▶ Your goal
Count the lines in the records below that contain the string "shirt", treating uppercase and lowercase as different. Give only the number.

▶ Provided data
((
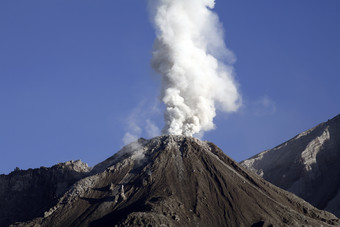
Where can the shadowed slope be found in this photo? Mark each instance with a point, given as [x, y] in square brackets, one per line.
[307, 165]
[178, 181]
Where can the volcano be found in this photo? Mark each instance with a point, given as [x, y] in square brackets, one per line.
[177, 181]
[307, 165]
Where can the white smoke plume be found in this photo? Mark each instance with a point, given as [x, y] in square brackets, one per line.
[188, 54]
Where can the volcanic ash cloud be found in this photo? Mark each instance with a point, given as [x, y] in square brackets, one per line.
[188, 54]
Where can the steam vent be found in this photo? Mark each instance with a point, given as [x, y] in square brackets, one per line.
[165, 181]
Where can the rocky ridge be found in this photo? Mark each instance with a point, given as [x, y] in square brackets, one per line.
[307, 165]
[26, 194]
[177, 181]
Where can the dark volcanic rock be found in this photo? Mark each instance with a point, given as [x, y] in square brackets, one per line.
[26, 194]
[307, 165]
[178, 181]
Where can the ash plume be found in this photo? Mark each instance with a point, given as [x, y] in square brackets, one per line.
[188, 54]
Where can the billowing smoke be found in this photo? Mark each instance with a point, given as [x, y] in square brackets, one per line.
[188, 54]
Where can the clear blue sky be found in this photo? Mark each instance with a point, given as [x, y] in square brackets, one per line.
[73, 73]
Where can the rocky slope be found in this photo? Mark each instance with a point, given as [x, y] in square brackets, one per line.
[177, 181]
[25, 194]
[307, 165]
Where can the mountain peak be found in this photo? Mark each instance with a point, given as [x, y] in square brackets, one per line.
[177, 181]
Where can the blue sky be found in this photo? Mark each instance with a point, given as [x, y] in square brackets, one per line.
[74, 74]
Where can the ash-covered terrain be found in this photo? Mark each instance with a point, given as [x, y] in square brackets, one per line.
[307, 165]
[173, 181]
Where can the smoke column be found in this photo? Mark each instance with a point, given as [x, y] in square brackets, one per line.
[188, 53]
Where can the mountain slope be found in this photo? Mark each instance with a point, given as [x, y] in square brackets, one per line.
[177, 181]
[25, 194]
[307, 165]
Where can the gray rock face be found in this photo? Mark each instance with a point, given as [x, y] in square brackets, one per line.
[307, 165]
[26, 194]
[177, 181]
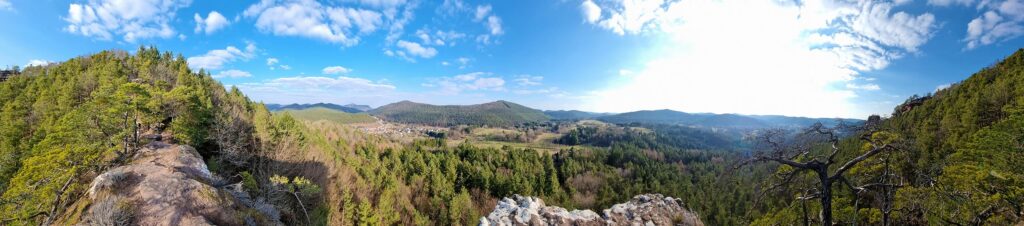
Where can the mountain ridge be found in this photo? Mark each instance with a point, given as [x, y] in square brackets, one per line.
[500, 112]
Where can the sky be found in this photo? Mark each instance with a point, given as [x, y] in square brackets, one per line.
[808, 57]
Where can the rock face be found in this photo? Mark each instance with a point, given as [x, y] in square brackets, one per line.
[642, 210]
[165, 185]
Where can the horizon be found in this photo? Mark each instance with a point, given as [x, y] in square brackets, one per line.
[807, 58]
[542, 109]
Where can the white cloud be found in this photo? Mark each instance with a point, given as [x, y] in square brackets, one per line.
[5, 5]
[878, 23]
[213, 21]
[132, 19]
[526, 80]
[549, 90]
[216, 58]
[341, 82]
[36, 62]
[868, 86]
[232, 74]
[415, 49]
[1000, 21]
[438, 38]
[762, 57]
[463, 62]
[495, 25]
[591, 12]
[467, 82]
[950, 2]
[312, 19]
[336, 70]
[481, 12]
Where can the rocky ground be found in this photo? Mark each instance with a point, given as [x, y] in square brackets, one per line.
[165, 184]
[642, 210]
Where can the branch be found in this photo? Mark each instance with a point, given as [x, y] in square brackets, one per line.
[875, 150]
[783, 161]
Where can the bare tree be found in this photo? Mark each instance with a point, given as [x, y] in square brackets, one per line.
[801, 153]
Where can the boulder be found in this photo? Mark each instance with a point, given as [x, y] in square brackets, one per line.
[165, 184]
[642, 210]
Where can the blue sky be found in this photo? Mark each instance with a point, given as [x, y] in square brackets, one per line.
[812, 57]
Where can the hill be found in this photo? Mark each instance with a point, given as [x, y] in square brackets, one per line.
[724, 121]
[317, 114]
[345, 108]
[956, 159]
[572, 115]
[363, 107]
[499, 114]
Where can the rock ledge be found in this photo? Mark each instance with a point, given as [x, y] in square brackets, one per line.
[642, 210]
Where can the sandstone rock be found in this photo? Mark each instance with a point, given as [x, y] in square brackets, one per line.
[642, 210]
[165, 185]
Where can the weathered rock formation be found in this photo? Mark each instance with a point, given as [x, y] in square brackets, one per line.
[642, 210]
[165, 184]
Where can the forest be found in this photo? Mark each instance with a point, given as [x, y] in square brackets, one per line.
[948, 157]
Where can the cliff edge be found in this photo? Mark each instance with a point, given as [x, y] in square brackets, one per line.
[642, 210]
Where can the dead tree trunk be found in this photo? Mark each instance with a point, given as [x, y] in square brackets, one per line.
[799, 155]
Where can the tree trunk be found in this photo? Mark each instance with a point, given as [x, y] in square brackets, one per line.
[825, 196]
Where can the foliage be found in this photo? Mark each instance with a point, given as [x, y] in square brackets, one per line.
[498, 114]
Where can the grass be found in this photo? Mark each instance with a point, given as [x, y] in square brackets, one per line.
[318, 114]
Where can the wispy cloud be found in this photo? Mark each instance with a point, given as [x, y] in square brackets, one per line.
[467, 82]
[312, 19]
[232, 74]
[213, 21]
[131, 19]
[808, 52]
[336, 70]
[214, 59]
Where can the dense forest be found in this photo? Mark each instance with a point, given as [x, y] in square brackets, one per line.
[497, 114]
[948, 157]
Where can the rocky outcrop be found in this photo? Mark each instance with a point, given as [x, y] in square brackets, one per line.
[642, 210]
[165, 184]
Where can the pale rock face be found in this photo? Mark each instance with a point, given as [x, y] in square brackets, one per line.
[165, 184]
[642, 210]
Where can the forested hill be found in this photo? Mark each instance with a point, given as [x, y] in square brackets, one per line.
[965, 146]
[65, 123]
[727, 121]
[499, 114]
[572, 115]
[298, 106]
[956, 159]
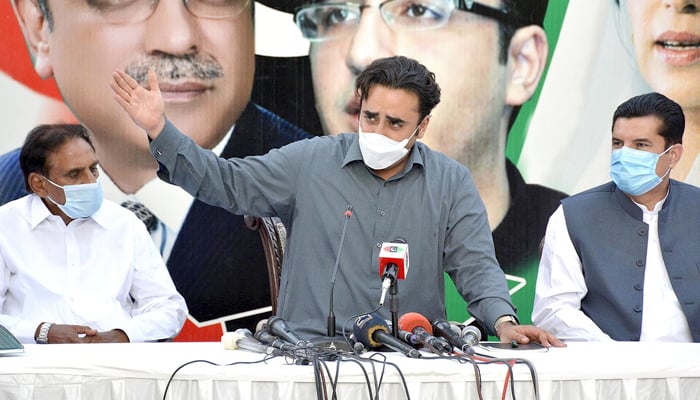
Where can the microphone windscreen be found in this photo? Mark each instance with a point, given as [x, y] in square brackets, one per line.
[365, 328]
[262, 324]
[229, 340]
[410, 321]
[471, 334]
[394, 253]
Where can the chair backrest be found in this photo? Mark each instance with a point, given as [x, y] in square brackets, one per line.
[274, 236]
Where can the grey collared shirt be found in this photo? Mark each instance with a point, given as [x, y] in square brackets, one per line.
[432, 204]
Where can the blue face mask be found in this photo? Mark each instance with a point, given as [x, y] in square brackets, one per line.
[81, 200]
[634, 171]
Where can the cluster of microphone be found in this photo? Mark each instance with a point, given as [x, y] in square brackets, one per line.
[416, 332]
[275, 338]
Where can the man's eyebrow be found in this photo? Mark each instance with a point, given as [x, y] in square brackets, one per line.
[395, 120]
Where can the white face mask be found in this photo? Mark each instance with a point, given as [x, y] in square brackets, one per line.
[380, 152]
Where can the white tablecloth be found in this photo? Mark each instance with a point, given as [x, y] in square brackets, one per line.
[605, 371]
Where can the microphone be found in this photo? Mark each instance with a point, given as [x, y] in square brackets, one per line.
[444, 329]
[243, 339]
[373, 332]
[471, 334]
[393, 264]
[265, 336]
[409, 338]
[419, 326]
[279, 328]
[330, 326]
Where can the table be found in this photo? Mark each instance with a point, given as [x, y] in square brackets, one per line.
[621, 370]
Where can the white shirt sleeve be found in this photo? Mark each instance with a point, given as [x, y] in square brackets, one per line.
[561, 286]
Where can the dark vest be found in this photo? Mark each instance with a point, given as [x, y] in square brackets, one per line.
[610, 238]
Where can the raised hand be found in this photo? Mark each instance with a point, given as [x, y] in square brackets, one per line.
[145, 106]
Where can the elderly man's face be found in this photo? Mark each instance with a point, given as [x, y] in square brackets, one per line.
[205, 66]
[666, 37]
[464, 55]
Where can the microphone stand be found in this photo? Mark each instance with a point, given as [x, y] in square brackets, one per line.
[394, 308]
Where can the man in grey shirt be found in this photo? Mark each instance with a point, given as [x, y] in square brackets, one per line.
[397, 187]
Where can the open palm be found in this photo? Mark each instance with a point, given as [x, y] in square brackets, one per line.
[145, 106]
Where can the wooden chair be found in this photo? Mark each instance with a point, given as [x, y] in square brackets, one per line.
[274, 236]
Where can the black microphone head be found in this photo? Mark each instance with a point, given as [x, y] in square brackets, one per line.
[471, 334]
[443, 328]
[279, 328]
[365, 326]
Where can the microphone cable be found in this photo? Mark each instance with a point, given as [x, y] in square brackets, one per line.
[172, 376]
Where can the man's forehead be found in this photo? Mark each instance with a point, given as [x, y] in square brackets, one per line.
[638, 128]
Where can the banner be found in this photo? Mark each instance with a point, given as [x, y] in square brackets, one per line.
[527, 113]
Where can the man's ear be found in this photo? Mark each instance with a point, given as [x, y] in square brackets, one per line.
[423, 126]
[676, 153]
[36, 183]
[527, 57]
[35, 28]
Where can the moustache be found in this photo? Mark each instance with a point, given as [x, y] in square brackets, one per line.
[169, 67]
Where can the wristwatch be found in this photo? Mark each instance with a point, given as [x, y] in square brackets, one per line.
[502, 319]
[43, 337]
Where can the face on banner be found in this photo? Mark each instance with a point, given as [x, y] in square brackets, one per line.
[666, 35]
[205, 66]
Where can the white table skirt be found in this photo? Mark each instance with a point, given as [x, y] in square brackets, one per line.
[605, 371]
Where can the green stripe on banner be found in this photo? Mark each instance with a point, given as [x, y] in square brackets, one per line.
[552, 25]
[522, 288]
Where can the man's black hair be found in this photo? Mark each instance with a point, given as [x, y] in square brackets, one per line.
[400, 72]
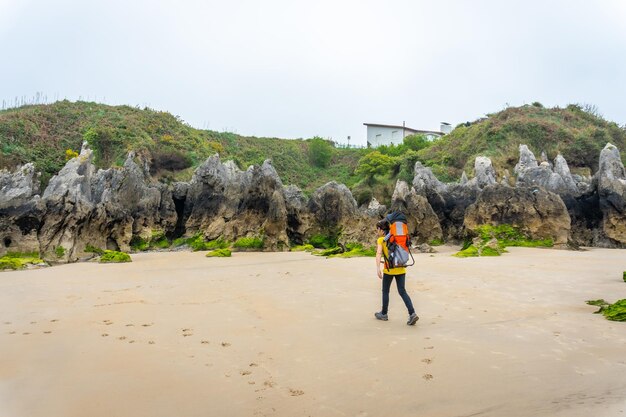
))
▶ Solution to this problem
3